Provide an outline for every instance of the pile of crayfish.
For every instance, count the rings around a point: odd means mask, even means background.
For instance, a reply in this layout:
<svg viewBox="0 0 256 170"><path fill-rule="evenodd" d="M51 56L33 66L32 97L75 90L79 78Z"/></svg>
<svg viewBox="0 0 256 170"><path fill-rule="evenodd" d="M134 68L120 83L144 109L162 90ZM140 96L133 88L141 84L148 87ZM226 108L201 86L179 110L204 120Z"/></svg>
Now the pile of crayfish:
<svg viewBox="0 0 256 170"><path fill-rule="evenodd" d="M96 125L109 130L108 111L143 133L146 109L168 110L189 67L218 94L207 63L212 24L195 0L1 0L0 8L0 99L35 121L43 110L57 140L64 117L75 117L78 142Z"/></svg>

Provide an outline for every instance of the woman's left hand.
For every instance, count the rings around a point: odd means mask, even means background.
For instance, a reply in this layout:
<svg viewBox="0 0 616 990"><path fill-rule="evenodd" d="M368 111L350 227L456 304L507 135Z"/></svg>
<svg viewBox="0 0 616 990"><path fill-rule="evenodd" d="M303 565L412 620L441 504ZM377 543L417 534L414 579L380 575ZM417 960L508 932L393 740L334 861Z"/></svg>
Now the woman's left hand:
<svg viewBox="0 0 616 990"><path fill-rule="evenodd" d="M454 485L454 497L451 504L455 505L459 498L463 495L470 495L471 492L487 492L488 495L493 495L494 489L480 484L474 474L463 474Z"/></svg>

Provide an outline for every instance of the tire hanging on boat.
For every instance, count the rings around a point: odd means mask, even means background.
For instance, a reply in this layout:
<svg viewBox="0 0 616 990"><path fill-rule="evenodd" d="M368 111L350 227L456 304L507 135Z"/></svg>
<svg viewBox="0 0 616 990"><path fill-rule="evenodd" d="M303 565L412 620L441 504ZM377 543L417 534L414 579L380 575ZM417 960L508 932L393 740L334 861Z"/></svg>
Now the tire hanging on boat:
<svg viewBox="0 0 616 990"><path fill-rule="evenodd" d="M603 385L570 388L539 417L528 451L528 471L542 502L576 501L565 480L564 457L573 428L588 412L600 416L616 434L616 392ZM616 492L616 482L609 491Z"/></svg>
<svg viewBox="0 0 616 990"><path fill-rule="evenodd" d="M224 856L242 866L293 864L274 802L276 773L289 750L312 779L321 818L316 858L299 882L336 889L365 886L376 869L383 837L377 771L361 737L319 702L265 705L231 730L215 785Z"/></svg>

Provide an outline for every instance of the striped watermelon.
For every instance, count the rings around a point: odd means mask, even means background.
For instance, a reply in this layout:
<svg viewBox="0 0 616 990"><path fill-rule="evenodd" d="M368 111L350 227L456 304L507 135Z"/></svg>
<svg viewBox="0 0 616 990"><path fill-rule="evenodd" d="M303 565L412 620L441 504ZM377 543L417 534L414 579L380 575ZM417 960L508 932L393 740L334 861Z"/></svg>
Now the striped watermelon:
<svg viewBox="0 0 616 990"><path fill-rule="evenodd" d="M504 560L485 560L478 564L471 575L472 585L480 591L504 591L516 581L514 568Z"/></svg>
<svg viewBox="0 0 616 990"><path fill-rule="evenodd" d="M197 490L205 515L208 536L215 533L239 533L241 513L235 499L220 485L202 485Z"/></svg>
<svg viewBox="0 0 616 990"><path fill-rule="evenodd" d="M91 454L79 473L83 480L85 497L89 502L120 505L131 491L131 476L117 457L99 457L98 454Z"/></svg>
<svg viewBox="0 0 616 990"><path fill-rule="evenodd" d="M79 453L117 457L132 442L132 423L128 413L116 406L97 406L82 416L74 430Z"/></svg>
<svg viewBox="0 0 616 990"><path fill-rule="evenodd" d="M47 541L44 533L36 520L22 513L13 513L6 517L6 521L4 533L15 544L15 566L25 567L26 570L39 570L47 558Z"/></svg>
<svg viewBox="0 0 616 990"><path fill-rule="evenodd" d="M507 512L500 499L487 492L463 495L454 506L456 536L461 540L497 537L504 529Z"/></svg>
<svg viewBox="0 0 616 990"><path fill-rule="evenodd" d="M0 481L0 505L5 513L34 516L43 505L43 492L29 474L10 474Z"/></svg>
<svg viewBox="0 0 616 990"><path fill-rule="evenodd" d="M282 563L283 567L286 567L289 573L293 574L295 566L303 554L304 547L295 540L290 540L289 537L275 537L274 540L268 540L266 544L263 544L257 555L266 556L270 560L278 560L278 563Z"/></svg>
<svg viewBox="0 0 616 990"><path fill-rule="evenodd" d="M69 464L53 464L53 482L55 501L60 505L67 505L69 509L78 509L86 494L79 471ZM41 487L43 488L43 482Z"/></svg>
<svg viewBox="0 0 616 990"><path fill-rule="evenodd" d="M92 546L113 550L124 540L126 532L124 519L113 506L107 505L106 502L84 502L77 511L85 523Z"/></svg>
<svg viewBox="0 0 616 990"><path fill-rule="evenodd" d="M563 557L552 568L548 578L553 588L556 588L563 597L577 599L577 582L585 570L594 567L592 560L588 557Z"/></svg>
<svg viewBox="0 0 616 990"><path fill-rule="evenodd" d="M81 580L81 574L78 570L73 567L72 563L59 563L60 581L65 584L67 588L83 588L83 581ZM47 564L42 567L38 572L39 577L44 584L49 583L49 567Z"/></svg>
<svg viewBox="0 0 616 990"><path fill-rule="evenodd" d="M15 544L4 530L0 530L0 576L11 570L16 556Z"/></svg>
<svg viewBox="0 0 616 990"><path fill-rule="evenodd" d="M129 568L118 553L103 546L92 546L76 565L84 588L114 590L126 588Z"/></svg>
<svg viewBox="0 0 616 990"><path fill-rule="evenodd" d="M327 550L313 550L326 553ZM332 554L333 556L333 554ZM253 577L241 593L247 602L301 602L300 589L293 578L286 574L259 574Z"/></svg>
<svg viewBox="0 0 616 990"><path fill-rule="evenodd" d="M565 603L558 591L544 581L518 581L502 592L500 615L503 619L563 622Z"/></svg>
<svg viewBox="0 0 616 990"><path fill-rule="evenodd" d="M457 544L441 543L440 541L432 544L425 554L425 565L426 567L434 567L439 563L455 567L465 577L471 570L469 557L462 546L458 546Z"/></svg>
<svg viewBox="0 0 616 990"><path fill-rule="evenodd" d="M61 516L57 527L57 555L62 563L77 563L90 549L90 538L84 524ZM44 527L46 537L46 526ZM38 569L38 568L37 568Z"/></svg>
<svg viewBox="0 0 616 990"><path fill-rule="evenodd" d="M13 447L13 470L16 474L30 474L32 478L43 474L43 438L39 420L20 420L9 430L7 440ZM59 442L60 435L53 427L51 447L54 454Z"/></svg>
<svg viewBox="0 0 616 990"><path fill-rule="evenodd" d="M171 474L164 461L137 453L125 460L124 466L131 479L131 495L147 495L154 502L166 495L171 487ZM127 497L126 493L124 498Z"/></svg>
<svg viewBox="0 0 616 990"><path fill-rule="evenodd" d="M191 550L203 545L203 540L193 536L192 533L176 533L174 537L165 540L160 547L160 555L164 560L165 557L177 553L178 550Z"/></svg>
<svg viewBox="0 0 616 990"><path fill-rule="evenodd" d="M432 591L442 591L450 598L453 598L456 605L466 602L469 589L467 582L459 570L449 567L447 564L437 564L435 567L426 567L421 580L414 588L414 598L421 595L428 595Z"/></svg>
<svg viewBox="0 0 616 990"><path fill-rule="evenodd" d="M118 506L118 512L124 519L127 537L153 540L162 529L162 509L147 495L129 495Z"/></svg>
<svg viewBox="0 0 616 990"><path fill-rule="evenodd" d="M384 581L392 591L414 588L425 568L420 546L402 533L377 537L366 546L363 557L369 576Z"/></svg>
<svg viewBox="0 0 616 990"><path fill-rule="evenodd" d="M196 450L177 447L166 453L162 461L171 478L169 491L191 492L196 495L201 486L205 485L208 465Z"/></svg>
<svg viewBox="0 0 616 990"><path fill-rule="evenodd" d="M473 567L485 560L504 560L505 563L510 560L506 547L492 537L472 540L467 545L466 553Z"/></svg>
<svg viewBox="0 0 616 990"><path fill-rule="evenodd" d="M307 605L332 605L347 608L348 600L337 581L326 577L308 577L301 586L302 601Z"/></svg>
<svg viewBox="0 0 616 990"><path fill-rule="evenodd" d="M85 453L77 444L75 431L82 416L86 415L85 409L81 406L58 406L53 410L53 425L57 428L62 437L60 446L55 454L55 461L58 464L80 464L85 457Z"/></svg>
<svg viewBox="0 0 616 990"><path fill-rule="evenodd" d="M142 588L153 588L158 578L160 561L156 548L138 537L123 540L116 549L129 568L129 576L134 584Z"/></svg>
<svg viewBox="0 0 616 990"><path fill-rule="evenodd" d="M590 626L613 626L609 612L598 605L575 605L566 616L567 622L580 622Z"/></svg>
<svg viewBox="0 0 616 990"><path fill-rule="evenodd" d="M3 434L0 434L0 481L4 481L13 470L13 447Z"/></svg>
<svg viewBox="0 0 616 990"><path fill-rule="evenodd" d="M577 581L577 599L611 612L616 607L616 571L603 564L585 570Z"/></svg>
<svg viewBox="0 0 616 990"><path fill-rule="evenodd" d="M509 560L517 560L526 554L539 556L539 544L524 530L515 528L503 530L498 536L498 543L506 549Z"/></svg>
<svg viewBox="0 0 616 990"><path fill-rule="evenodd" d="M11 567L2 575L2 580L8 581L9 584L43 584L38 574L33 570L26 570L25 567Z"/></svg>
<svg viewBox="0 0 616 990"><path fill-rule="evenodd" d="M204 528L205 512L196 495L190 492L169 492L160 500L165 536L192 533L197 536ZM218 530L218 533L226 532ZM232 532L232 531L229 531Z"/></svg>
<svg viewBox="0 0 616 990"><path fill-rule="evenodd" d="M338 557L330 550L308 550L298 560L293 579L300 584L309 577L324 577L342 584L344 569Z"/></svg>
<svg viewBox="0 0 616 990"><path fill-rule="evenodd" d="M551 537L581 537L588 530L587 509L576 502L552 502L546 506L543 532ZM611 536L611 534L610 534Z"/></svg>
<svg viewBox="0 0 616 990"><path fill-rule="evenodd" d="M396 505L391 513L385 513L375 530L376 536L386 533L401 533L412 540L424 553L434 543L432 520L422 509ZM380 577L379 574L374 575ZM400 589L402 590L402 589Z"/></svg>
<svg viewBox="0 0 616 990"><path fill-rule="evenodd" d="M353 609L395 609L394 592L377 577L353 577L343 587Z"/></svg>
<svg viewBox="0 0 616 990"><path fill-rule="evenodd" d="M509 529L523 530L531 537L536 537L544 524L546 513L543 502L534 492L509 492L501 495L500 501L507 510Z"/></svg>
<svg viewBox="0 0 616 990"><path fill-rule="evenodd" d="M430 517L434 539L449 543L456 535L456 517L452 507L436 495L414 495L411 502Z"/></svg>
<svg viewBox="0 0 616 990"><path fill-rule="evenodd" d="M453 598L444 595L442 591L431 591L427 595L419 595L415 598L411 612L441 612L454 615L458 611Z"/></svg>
----------
▶ **Problem details**
Turn everything above from the line containing "Provide an outline for every instance of the striped" down to the line containing "580L81 574L78 570L73" into a numbered list, leaving out any blank lines.

▶ **Solved problem**
1. Provide an outline for every instance of the striped watermelon.
2. For every instance, count the rings around a point: odd means mask, even means background.
3. For instance, a reply in this layout:
4. <svg viewBox="0 0 616 990"><path fill-rule="evenodd" d="M368 111L350 227L456 304L507 135Z"/></svg>
5. <svg viewBox="0 0 616 990"><path fill-rule="evenodd" d="M303 565L412 620L441 504ZM377 543L417 534L414 579L380 575ZM417 960L508 932L393 740L334 861Z"/></svg>
6. Now the striped watermelon:
7. <svg viewBox="0 0 616 990"><path fill-rule="evenodd" d="M504 560L485 560L478 564L471 575L472 585L480 591L504 591L516 581L514 568Z"/></svg>
8. <svg viewBox="0 0 616 990"><path fill-rule="evenodd" d="M197 490L205 515L208 536L215 533L239 533L241 513L235 499L220 485L202 485Z"/></svg>
9. <svg viewBox="0 0 616 990"><path fill-rule="evenodd" d="M91 454L79 473L83 480L85 497L89 502L120 505L131 491L131 476L117 457L99 457L98 454Z"/></svg>
10. <svg viewBox="0 0 616 990"><path fill-rule="evenodd" d="M79 453L117 457L132 442L132 423L128 413L116 406L97 406L82 416L74 430Z"/></svg>
11. <svg viewBox="0 0 616 990"><path fill-rule="evenodd" d="M47 541L44 533L36 520L22 513L13 513L6 517L6 521L4 533L15 544L15 566L25 567L26 570L39 570L47 558Z"/></svg>
12. <svg viewBox="0 0 616 990"><path fill-rule="evenodd" d="M507 512L500 499L487 492L463 495L454 506L456 536L461 540L497 537L504 529Z"/></svg>
13. <svg viewBox="0 0 616 990"><path fill-rule="evenodd" d="M0 481L0 505L5 513L34 516L43 505L43 492L29 474L10 474Z"/></svg>
14. <svg viewBox="0 0 616 990"><path fill-rule="evenodd" d="M282 563L283 567L286 567L289 573L293 574L295 566L303 554L304 547L295 540L290 540L289 537L275 537L274 540L268 540L266 544L263 544L257 555L266 556L270 560L278 560L278 563Z"/></svg>
15. <svg viewBox="0 0 616 990"><path fill-rule="evenodd" d="M69 464L53 464L53 482L55 501L60 505L67 505L69 509L78 509L86 494L79 471ZM41 487L43 488L43 482Z"/></svg>
16. <svg viewBox="0 0 616 990"><path fill-rule="evenodd" d="M92 546L113 550L124 540L126 532L124 519L113 506L107 505L106 502L84 502L77 511L85 523Z"/></svg>
17. <svg viewBox="0 0 616 990"><path fill-rule="evenodd" d="M563 557L552 568L548 578L553 588L556 588L563 597L577 599L577 582L585 570L594 567L592 560L588 557Z"/></svg>
18. <svg viewBox="0 0 616 990"><path fill-rule="evenodd" d="M81 580L81 574L78 570L73 567L72 563L59 563L60 581L65 584L67 588L83 588L83 581ZM47 564L42 567L38 572L39 577L44 584L49 583L49 567Z"/></svg>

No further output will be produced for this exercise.